* **TASK GOAL**
Could you recast each entry below as a numbered list of its lines, with any blank lines left out?

* **DATA SHOWN**
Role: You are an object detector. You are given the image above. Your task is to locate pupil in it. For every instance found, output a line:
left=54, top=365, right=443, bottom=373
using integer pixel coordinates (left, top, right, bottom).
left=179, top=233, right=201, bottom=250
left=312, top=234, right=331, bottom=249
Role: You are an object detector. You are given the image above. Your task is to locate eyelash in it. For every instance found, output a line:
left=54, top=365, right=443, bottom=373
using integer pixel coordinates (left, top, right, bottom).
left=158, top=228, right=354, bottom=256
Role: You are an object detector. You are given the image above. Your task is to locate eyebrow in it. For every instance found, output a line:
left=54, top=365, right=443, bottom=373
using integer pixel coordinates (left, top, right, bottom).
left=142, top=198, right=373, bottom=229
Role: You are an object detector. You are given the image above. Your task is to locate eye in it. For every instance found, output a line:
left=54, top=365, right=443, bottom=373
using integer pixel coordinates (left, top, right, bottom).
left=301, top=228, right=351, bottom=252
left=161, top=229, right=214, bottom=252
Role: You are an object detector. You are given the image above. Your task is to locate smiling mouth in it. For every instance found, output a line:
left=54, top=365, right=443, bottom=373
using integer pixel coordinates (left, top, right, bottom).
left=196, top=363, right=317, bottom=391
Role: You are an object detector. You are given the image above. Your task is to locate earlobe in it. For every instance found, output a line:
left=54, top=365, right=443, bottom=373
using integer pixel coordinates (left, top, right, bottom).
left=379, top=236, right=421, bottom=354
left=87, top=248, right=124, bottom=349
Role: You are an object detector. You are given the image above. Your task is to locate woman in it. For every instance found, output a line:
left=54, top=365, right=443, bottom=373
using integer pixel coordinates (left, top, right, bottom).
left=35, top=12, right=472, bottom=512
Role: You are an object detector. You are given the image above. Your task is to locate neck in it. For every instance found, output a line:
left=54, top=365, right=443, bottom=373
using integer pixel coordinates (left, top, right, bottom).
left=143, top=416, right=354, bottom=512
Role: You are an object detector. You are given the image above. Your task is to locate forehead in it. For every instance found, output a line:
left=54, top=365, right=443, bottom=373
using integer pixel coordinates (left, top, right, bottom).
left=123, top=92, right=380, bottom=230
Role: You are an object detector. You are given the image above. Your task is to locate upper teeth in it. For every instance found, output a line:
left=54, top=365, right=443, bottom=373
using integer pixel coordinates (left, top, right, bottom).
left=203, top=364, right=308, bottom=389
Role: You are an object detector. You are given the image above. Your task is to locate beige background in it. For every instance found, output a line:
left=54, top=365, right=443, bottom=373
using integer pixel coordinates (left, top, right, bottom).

* **OUTPUT**
1. Role: You are an object detector. You are given the image above. Your task is to locate pupil in it. For every instance found, output a line:
2. left=54, top=365, right=443, bottom=373
3. using integer pixel coordinates (left, top, right, bottom).
4. left=179, top=233, right=201, bottom=250
5. left=312, top=234, right=331, bottom=249
6. Role: You are an object detector. You are given the image above. Your task is to locate eyelash in it. For every instance found, output a line:
7. left=54, top=365, right=443, bottom=373
8. using integer pixel coordinates (left, top, right, bottom).
9. left=158, top=228, right=354, bottom=256
10. Role: You are an object detector. You are given the image above. Your task is to locate eyebrow in it. For every instance found, output a line:
11. left=54, top=365, right=443, bottom=373
12. using integer pixel coordinates (left, top, right, bottom).
13. left=142, top=198, right=373, bottom=229
14. Role: You are an object detector. You are given the image above. Your task is to locate eye in it. For every instance found, output a line:
15. left=54, top=365, right=443, bottom=373
16. using integer pixel coordinates (left, top, right, bottom).
17. left=301, top=228, right=351, bottom=252
18. left=161, top=229, right=214, bottom=252
19. Role: You are an object detector. You are given the image above. Your task is to locate smiling mouth in it. For every instance found, output a line:
20. left=54, top=365, right=443, bottom=373
21. using integer pixel coordinates (left, top, right, bottom).
22. left=196, top=363, right=317, bottom=391
23. Role: You are an object detector. You are given the image above. Your task is to locate earlobe in it. For every instance found, output a line:
24. left=54, top=365, right=443, bottom=373
25. using integer pixel coordinates (left, top, right, bottom).
26. left=379, top=236, right=421, bottom=354
27. left=87, top=248, right=124, bottom=349
28. Role: You are an object detector. You are given the image above. Your task is to locate woman in it. For every instance found, output a line:
29. left=54, top=365, right=443, bottom=373
30. using integer pixel coordinates (left, top, right, bottom).
31. left=35, top=12, right=472, bottom=512
32. Role: You are an object detector. You are given the image above. Your task is to locate neck in it. For every instance found, output a line:
33. left=54, top=365, right=443, bottom=373
34. using integer pixel coordinates (left, top, right, bottom).
35. left=143, top=416, right=354, bottom=512
36. Role: You are an object detector. You are given the image above. Your task is to locate forehead in it. For every instance found, output a line:
37. left=54, top=365, right=443, bottom=373
38. using integer pixel coordinates (left, top, right, bottom).
39. left=123, top=92, right=380, bottom=230
40. Role: You are an object detector. You are given the image above. Your task is to locate upper teeth in it. For every instance found, output a line:
41. left=54, top=365, right=443, bottom=373
42. using integer pixel coordinates (left, top, right, bottom).
43. left=203, top=364, right=308, bottom=389
44. Role: You are an object detector. You are given the image above. Your task is to locate beige background in it. For every instance found, output a line:
45. left=54, top=365, right=443, bottom=373
46. using integer pixel coordinates (left, top, right, bottom).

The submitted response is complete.